## What is needed
Your answer should consist only of the lines from the line containing "410L908 407L910 404ZM890" through the last line below, each repeated exactly.

Stored entries
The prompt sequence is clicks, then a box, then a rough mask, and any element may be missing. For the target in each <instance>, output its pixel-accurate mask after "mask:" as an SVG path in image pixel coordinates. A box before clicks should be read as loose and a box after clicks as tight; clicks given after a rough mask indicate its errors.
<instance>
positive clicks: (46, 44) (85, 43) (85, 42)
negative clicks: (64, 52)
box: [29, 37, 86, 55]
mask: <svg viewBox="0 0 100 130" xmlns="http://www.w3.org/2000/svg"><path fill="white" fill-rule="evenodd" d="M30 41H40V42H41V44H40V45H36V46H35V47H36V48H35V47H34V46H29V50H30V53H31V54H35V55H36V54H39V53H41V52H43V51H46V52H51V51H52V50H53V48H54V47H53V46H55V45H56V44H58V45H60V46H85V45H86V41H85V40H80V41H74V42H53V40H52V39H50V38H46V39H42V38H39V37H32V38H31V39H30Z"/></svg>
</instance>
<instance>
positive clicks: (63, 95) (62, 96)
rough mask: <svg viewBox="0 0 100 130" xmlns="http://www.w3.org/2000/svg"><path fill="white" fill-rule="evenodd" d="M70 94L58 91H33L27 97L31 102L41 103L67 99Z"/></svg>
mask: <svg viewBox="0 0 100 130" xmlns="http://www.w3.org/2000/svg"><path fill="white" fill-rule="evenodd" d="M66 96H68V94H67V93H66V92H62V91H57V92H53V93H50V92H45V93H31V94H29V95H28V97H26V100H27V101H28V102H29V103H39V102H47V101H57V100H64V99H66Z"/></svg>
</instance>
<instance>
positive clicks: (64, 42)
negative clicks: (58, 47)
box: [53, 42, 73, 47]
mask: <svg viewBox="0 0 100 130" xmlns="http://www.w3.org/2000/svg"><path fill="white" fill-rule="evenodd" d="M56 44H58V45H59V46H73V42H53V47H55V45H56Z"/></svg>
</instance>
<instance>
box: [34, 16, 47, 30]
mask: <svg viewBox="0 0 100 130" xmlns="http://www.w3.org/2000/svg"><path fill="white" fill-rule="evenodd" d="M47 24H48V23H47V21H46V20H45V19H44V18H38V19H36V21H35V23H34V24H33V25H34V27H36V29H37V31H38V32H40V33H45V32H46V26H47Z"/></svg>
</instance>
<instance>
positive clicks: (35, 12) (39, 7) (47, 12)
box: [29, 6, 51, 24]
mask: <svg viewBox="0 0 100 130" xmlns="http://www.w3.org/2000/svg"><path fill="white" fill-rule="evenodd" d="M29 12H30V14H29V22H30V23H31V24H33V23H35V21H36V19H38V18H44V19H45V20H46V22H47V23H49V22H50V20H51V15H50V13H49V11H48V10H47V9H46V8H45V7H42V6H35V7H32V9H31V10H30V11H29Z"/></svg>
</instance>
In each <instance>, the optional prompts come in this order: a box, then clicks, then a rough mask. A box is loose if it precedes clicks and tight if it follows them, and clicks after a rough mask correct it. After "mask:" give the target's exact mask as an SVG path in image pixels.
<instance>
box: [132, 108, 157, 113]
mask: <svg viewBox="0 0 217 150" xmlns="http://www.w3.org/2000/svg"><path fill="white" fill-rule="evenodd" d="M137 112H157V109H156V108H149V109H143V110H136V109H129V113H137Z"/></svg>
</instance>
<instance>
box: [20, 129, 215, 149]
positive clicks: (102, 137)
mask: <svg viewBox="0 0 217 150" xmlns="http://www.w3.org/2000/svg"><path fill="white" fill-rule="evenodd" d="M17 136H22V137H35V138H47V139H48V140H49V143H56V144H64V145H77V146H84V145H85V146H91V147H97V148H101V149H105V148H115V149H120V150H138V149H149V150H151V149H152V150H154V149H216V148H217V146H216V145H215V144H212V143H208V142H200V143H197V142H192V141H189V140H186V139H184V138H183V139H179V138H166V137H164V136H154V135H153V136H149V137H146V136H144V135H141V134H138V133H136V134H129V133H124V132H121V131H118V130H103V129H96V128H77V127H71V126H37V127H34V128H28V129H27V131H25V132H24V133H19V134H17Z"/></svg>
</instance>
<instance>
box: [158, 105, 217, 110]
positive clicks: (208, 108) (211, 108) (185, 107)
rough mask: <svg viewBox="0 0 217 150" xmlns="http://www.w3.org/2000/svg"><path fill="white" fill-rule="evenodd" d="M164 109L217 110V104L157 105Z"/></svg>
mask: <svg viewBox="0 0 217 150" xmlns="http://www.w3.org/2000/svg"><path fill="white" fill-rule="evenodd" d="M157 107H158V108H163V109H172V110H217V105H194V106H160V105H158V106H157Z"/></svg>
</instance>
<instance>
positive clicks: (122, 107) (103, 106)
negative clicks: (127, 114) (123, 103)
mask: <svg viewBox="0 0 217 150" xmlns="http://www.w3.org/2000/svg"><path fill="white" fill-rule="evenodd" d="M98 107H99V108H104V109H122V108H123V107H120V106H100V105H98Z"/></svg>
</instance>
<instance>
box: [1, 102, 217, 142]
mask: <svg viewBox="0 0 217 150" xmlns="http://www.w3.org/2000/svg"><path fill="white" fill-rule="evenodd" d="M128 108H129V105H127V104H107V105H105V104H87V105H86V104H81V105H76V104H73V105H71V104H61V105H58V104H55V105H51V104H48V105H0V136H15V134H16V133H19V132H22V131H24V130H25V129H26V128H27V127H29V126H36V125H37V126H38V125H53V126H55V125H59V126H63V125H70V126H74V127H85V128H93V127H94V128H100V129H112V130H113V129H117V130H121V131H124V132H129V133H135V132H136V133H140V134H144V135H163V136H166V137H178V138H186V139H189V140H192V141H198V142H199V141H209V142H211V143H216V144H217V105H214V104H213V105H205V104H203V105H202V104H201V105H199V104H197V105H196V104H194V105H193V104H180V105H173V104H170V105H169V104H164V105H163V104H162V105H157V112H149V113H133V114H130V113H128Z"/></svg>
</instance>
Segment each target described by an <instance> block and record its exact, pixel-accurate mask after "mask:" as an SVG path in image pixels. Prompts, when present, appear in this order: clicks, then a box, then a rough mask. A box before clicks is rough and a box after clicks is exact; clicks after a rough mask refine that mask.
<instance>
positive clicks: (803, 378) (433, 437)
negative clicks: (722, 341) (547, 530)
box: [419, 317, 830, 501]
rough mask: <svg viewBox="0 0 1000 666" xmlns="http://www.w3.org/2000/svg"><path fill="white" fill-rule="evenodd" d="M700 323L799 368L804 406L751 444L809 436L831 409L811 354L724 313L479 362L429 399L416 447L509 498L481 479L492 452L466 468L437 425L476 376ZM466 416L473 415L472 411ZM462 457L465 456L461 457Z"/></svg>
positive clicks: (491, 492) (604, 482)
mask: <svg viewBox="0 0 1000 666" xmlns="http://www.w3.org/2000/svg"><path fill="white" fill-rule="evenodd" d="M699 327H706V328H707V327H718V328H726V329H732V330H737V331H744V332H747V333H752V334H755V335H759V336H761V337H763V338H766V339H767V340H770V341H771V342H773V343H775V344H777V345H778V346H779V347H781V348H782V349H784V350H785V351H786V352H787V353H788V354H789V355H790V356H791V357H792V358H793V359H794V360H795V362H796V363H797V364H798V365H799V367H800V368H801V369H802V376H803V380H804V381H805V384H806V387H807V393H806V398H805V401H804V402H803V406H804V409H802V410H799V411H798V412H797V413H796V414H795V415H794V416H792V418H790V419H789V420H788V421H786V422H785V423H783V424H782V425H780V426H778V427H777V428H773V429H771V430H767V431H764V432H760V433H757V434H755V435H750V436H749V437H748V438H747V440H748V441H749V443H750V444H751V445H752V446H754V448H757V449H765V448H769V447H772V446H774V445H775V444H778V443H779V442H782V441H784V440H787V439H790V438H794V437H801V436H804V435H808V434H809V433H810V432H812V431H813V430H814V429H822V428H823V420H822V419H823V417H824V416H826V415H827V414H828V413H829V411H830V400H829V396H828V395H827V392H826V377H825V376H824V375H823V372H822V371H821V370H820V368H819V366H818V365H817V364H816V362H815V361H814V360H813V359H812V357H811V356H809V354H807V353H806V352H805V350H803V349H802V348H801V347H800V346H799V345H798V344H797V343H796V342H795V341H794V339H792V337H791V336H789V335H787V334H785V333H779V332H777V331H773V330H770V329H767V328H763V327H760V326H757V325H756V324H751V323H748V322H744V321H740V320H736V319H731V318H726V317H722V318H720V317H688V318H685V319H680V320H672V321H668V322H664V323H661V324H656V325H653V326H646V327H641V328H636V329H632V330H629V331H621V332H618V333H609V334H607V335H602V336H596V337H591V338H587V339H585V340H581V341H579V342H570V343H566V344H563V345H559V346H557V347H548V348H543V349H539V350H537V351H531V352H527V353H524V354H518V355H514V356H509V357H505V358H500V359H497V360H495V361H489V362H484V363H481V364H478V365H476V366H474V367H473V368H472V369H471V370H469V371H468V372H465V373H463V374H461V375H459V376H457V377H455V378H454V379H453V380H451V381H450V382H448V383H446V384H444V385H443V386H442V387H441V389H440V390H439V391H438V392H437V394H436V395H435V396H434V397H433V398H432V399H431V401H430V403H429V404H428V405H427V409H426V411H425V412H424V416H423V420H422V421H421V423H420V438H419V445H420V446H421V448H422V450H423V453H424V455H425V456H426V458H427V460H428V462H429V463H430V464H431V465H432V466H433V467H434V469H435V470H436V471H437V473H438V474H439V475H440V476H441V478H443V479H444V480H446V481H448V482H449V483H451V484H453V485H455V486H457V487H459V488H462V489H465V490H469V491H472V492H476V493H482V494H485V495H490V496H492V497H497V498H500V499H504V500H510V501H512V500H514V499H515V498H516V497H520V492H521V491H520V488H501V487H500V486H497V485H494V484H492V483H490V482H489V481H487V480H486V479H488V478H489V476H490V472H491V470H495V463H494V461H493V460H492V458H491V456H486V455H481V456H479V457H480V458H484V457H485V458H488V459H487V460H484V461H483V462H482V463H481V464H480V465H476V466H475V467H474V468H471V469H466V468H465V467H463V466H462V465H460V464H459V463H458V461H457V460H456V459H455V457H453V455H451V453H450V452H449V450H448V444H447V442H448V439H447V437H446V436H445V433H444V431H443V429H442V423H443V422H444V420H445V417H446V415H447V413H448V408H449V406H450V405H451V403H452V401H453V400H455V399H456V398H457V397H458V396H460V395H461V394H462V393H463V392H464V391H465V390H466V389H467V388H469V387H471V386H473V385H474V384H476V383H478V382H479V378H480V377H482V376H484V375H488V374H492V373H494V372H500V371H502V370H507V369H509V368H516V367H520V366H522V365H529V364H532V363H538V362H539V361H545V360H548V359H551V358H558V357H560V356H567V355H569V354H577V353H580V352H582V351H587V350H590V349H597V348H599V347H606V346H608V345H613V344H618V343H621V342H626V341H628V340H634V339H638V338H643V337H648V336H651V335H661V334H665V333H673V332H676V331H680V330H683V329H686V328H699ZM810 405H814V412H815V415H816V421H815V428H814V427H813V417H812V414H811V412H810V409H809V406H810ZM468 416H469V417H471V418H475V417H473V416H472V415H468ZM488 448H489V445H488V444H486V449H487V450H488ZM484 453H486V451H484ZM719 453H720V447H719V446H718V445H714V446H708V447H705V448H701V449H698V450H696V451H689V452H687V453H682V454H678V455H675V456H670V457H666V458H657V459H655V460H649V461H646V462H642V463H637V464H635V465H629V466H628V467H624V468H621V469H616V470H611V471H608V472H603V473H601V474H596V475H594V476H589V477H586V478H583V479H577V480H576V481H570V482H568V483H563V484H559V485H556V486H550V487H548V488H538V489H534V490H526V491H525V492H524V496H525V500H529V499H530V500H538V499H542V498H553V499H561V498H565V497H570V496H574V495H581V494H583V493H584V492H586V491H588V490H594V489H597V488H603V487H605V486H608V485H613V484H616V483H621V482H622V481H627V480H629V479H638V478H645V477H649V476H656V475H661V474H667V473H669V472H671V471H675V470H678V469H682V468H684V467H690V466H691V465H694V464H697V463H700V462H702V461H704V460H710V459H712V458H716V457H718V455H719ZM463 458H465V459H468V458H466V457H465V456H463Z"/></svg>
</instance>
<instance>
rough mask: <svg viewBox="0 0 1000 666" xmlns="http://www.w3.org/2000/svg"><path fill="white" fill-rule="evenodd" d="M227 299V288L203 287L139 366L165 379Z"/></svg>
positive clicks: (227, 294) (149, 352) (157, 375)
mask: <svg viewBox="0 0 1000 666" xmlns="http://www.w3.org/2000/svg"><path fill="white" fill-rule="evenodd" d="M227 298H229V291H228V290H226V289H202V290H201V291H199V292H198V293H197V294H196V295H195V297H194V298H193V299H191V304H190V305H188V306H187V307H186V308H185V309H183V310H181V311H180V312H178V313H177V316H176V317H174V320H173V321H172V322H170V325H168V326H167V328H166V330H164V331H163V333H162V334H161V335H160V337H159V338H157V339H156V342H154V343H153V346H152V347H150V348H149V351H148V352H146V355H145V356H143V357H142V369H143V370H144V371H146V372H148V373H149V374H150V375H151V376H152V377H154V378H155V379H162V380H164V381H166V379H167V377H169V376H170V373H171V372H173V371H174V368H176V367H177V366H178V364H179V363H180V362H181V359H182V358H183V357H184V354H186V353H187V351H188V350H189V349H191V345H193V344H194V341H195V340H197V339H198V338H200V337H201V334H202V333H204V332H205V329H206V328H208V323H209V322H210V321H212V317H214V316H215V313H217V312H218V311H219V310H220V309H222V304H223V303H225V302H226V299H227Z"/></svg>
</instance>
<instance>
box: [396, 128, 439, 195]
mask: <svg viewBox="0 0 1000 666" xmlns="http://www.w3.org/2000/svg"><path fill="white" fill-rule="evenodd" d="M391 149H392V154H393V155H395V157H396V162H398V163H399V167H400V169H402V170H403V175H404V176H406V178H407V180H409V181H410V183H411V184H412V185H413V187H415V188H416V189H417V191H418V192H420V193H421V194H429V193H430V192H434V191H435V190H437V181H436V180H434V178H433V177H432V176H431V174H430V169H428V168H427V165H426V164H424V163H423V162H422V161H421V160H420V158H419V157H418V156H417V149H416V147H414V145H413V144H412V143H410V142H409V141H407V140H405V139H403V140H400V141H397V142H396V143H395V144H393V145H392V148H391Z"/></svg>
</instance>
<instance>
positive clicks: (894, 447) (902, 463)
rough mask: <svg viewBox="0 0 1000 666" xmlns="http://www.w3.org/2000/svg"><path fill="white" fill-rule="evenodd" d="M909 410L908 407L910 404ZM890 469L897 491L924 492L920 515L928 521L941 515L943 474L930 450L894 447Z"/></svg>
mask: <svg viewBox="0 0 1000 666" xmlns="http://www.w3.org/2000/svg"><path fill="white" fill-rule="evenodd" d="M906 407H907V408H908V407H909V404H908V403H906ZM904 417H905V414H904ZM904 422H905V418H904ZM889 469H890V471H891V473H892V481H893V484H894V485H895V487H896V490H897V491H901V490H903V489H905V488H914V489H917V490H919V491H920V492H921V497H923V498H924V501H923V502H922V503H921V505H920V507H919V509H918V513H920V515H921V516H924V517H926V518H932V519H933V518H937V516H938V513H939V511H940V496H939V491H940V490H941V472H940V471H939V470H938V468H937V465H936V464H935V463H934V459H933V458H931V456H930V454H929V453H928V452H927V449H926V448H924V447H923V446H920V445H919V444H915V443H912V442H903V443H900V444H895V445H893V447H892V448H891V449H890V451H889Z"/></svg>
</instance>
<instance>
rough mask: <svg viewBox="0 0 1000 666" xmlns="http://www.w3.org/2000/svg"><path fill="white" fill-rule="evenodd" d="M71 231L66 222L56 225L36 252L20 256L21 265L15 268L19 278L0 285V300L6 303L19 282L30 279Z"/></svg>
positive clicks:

## Output of the exercise
rough mask: <svg viewBox="0 0 1000 666" xmlns="http://www.w3.org/2000/svg"><path fill="white" fill-rule="evenodd" d="M909 410L908 407L910 404ZM890 469L897 491L924 492L920 515L928 521L941 515L943 474L930 450L894 447Z"/></svg>
mask: <svg viewBox="0 0 1000 666" xmlns="http://www.w3.org/2000/svg"><path fill="white" fill-rule="evenodd" d="M906 407H907V408H908V407H909V404H908V403H906ZM904 417H905V414H904ZM904 422H905V418H904ZM889 469H890V471H891V473H892V481H893V484H894V485H895V487H896V490H897V491H901V490H903V489H905V488H914V489H917V490H919V491H920V492H921V497H923V498H924V501H923V502H922V503H921V505H920V507H919V509H918V513H920V515H921V516H924V517H926V518H932V519H933V518H937V516H938V513H939V511H940V496H939V491H940V490H941V472H940V471H939V470H938V468H937V465H936V464H935V463H934V459H933V458H931V456H930V454H929V453H928V452H927V449H926V448H924V447H923V446H920V445H919V444H915V443H912V442H903V443H900V444H895V445H893V447H892V448H891V449H890V451H889Z"/></svg>
</instance>
<instance>
rough mask: <svg viewBox="0 0 1000 666" xmlns="http://www.w3.org/2000/svg"><path fill="white" fill-rule="evenodd" d="M71 231L66 222L56 225L36 252L20 256L21 265L15 268L19 278L0 285V300L6 303L19 282L30 279Z"/></svg>
positive clicks:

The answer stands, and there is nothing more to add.